■ Given passage:

- Opening Delimiter -

AMAZÔNIA: WHAT WILL BE THE FUTURE?

1016co_nasa

The above photo from NASA shows the concentrations of carbon monoxide (grey areas) hovering over Amazônia during September 2007. Carbon monoxide indicates smoke, fire, greenhouse gas pollution and, of course, deforestation. Burning and cutting the tropical rainforests now contributes more than 20% of global greenhouse gas pollution.

It is now believed that the eastern half of the Amazon forest, located in Brazil, may be seriously at risk. "It's not out of the question to think that half of the basin will be either cleared or severely impoverished just 20 years from now," stated Dr. Daniel Nepstad, head of the Woods Hole Research Center's Amazon program. "The nightmare scenario is one where we have a 2005-like year that extended for a couple years, coupled with a high deforestation where we get huge areas of burning, which would produce smoke that would further reduce rainfall, worsening the cycle. A situation like this is very possible." Read more at Mongabay.

- Closing Delimiter -

■ Task A: From the Amazônia passage, list every thing that carbon monoxide is said to indicate.
The listing that follows has no connection to the Amazônia passage.

■ Exercise data:
- Opening Delimiter -

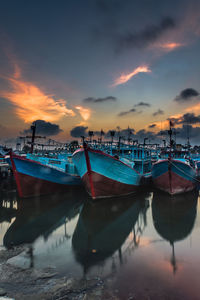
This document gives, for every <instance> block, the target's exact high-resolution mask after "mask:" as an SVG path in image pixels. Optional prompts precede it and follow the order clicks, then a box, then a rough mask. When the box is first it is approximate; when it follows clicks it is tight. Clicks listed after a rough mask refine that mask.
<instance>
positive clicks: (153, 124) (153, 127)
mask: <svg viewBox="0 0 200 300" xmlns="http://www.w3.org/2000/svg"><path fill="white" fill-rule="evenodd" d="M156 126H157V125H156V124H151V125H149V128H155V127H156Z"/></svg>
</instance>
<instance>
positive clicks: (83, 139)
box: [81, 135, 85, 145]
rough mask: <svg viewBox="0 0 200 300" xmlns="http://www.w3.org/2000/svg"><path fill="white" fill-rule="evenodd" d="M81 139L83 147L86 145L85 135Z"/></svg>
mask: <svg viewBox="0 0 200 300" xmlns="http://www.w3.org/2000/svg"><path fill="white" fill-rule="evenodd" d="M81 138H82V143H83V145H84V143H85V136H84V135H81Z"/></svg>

- Closing Delimiter -
- Opening Delimiter -

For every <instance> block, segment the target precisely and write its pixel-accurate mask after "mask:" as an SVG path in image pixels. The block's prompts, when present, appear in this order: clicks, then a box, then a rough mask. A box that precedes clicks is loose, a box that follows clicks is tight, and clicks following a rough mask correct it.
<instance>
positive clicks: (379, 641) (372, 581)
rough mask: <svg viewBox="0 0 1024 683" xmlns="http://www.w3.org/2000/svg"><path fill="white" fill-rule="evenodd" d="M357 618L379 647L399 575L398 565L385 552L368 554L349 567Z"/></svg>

- Closing Delimiter -
- Opening Delimiter -

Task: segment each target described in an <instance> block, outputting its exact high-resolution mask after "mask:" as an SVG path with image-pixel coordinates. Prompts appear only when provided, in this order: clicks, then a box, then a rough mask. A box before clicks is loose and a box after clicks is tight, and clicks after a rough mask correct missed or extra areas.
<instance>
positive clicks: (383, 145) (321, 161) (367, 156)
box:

- Closing Delimiter -

■ Task B: Convert the listing into a numbered list, starting with the line containing "For every <instance> block, segment" and going on through the line containing "618L379 647L399 575L398", with blank lines omitted.

■ Exercise response A:
- smoke
- fire
- greenhouse gas pollution
- deforestation

■ Exercise response B:
1. For every <instance> block, segment the target precisely and write its pixel-accurate mask after "mask:" as an SVG path in image pixels. The block's prompts, when present, appear in this order: clicks, then a box, then a rough mask. A box that precedes clicks is loose, a box that follows clicks is tight, and clicks following a rough mask correct it.
2. <instance>
3. positive clicks: (379, 641) (372, 581)
4. rough mask: <svg viewBox="0 0 1024 683" xmlns="http://www.w3.org/2000/svg"><path fill="white" fill-rule="evenodd" d="M357 618L379 647L399 575L398 565L385 552L368 554L349 567Z"/></svg>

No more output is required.